**Record extracts**
#####

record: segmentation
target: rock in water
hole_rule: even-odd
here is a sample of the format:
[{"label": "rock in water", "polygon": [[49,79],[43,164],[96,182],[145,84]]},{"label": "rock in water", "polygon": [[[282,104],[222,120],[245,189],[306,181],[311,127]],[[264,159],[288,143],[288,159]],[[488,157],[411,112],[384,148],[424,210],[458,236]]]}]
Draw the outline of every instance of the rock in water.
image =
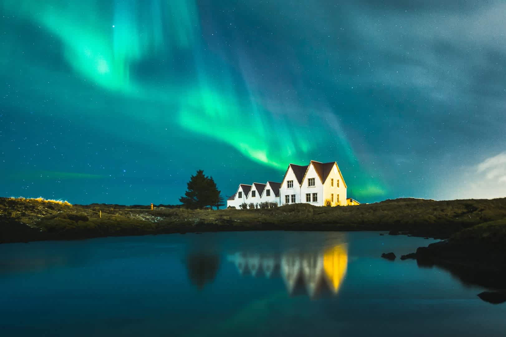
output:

#####

**The task**
Can you reproduce the item above word for word, leaving out the picture?

**Answer to this task**
record: segmentation
target: rock in water
hole_rule: even-odd
here is a sample of the format:
[{"label": "rock in water", "polygon": [[49,79],[43,164],[96,182],[145,84]]},{"label": "rock in water", "polygon": [[[282,104],[222,120],[245,189],[306,181],[311,127]],[[264,159],[288,143],[288,159]],[[488,157],[411,112],[384,148],[424,210],[458,236]]]}]
Draw the outline of every instance of the rock in water.
image =
output:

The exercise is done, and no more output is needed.